*What the exercise asks*:
Convert the rows, from the very first line through the line containing "point(165, 210)", inclusive, into a Markdown table with two columns, No. for the line's number and Line for its text, skipping any blank lines.

*Given entries*:
========================================

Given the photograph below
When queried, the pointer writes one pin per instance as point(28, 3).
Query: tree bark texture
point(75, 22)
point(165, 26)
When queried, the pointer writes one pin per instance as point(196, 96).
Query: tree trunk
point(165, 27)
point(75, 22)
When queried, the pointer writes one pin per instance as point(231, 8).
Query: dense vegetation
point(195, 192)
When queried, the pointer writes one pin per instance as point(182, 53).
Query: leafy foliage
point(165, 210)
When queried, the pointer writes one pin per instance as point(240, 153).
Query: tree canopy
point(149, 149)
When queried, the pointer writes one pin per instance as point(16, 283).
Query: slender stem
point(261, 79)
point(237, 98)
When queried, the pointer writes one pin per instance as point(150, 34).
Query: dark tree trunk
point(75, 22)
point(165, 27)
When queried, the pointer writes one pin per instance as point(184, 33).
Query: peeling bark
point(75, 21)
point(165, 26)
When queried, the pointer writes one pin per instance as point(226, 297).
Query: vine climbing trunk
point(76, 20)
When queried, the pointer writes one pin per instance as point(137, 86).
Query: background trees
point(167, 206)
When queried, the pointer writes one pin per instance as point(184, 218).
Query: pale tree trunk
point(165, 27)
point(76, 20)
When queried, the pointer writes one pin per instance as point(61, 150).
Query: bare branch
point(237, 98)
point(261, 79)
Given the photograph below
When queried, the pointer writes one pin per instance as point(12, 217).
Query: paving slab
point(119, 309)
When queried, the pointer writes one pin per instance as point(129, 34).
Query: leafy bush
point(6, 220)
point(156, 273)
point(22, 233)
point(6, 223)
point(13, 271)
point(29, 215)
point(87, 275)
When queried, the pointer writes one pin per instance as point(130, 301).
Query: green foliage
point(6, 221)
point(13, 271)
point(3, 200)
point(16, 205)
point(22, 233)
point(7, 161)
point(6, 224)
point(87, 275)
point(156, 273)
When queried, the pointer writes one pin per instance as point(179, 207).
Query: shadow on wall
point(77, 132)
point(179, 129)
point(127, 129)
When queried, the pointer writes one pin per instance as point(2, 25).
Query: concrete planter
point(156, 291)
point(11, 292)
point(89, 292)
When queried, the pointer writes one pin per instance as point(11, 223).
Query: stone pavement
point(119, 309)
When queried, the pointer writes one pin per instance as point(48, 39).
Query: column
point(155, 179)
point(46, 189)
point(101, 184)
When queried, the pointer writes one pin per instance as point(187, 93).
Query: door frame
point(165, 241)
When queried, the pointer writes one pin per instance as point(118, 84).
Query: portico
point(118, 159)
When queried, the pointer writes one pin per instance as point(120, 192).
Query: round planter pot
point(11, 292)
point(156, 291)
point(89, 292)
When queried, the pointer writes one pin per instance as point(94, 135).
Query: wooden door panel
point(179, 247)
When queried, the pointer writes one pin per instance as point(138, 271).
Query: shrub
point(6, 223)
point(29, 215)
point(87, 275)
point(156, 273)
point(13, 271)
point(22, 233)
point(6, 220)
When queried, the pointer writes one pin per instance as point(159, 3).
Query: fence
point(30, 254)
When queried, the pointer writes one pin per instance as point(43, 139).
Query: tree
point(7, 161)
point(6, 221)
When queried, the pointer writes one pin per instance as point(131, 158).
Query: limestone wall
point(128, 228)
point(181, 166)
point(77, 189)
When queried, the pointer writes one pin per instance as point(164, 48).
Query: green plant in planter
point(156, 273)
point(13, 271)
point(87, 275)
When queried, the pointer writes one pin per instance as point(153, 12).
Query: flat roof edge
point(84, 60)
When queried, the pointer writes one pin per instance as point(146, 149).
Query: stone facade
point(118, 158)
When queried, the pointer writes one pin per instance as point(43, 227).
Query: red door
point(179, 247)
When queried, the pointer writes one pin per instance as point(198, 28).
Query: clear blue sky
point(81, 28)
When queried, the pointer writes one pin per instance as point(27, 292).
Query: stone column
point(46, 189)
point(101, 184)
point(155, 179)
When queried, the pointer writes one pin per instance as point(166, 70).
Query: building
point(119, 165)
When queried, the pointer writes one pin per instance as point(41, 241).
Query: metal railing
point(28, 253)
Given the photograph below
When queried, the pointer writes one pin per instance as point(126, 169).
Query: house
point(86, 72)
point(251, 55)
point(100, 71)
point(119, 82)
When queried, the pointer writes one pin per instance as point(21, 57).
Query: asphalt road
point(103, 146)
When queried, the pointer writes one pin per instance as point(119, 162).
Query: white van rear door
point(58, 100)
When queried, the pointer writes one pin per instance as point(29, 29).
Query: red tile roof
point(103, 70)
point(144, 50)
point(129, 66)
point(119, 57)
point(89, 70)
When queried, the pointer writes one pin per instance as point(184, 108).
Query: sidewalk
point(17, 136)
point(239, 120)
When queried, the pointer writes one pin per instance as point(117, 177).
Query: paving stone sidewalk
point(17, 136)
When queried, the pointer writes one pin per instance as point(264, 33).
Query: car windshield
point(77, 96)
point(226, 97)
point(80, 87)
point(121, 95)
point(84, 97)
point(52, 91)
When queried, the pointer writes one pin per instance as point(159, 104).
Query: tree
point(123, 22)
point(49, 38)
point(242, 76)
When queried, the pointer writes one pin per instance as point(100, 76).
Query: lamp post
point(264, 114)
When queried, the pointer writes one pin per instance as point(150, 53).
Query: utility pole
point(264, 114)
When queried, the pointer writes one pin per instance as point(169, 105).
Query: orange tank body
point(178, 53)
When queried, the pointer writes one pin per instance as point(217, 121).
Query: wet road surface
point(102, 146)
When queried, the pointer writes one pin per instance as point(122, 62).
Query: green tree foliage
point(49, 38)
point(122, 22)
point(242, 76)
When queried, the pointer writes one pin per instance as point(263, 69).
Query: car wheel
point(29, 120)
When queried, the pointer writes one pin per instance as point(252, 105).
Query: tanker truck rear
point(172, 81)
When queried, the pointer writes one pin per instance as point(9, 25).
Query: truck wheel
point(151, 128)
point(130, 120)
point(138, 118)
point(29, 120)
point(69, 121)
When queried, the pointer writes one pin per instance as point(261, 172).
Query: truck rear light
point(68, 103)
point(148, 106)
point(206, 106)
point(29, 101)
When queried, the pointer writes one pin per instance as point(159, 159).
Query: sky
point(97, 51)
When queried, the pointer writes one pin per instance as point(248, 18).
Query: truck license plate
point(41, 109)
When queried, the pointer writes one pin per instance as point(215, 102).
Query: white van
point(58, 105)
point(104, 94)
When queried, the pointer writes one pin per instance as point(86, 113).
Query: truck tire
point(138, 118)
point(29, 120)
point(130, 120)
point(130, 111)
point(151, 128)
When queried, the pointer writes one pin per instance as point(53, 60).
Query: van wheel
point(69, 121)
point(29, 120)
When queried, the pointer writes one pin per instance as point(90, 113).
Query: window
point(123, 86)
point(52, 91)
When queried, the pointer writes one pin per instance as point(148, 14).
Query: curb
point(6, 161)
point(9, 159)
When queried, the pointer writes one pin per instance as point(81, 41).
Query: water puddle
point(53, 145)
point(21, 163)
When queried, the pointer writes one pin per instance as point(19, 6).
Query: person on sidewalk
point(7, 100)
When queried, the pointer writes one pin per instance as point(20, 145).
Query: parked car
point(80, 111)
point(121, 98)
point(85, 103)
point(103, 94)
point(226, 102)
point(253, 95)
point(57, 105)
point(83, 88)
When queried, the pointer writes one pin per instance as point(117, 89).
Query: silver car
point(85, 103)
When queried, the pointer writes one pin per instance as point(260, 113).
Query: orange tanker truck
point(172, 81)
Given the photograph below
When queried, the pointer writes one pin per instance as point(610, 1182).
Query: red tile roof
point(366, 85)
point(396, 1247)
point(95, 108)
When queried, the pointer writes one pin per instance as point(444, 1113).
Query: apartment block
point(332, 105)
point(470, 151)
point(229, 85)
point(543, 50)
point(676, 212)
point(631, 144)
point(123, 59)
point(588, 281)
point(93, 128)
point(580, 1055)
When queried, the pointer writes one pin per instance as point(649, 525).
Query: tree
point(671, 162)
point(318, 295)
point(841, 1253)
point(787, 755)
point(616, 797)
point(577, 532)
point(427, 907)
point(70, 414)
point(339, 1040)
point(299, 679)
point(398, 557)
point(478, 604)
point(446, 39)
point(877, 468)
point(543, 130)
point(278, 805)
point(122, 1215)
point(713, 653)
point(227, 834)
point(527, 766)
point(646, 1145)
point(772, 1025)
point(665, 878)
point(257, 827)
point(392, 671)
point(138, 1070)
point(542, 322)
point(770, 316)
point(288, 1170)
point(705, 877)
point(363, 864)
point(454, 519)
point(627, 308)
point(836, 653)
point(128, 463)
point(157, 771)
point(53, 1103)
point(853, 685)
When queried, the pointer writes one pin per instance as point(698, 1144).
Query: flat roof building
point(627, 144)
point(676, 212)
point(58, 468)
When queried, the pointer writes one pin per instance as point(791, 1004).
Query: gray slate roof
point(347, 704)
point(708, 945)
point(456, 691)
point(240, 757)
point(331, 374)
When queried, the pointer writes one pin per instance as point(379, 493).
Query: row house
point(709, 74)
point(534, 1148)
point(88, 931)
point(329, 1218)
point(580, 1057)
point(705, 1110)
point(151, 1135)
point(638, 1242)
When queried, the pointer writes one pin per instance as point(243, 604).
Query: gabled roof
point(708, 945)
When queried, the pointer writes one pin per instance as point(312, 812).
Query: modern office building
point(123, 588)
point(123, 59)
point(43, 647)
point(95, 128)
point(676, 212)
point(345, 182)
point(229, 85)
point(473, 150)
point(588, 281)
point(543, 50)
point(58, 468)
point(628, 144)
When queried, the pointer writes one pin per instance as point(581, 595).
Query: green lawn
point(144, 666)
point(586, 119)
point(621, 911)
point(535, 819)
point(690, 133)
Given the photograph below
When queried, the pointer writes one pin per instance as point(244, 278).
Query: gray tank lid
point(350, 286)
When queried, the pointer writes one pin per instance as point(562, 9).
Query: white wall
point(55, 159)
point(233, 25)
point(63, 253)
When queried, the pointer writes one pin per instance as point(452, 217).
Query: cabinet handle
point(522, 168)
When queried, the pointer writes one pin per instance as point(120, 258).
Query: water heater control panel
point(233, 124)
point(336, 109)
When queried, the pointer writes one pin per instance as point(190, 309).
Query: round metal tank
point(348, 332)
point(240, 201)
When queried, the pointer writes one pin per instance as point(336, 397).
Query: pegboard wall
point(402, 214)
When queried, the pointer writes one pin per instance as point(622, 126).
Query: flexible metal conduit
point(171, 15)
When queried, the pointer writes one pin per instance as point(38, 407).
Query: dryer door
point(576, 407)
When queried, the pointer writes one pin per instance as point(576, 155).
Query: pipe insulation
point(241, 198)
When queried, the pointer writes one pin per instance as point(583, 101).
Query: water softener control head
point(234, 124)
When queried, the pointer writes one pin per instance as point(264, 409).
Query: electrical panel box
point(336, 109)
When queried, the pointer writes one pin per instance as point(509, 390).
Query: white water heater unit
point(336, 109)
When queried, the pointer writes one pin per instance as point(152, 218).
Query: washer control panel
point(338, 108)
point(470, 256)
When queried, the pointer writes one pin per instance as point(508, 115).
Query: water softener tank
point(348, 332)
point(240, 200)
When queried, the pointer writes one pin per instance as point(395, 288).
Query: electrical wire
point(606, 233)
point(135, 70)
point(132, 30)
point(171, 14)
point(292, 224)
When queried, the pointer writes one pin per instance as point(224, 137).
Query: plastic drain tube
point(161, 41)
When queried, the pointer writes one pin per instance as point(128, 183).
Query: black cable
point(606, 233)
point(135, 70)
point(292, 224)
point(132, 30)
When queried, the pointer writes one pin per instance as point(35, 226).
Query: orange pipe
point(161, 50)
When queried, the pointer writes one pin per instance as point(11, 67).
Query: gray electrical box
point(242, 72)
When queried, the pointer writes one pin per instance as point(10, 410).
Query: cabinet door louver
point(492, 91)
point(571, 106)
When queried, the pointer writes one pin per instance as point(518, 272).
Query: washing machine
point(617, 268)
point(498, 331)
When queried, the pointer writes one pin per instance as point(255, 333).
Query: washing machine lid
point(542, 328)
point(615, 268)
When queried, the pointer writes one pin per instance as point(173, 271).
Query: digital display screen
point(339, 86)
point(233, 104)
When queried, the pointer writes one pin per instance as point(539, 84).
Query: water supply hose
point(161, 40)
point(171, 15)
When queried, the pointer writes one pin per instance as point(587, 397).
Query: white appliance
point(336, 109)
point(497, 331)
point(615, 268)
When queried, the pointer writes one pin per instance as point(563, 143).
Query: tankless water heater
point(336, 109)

========================================

*Answer for this exercise*:
| No. | Line |
|---|---|
| 1 | Given the photograph below |
| 2 | When queried, the pointer writes one pin per instance as point(28, 3). |
| 3 | Query: tree bark texture |
| 4 | point(75, 22) |
| 5 | point(165, 26) |
| 6 | When queried, the pointer writes one pin per instance as point(196, 96). |
| 7 | Query: tree trunk |
| 8 | point(165, 27) |
| 9 | point(75, 22) |
| 10 | When queried, the pointer writes one pin per instance as point(231, 8). |
| 11 | Query: dense vegetation |
| 12 | point(195, 192) |
| 13 | When queried, the pointer writes one pin per instance as point(182, 53). |
| 14 | Query: leafy foliage |
| 15 | point(165, 210) |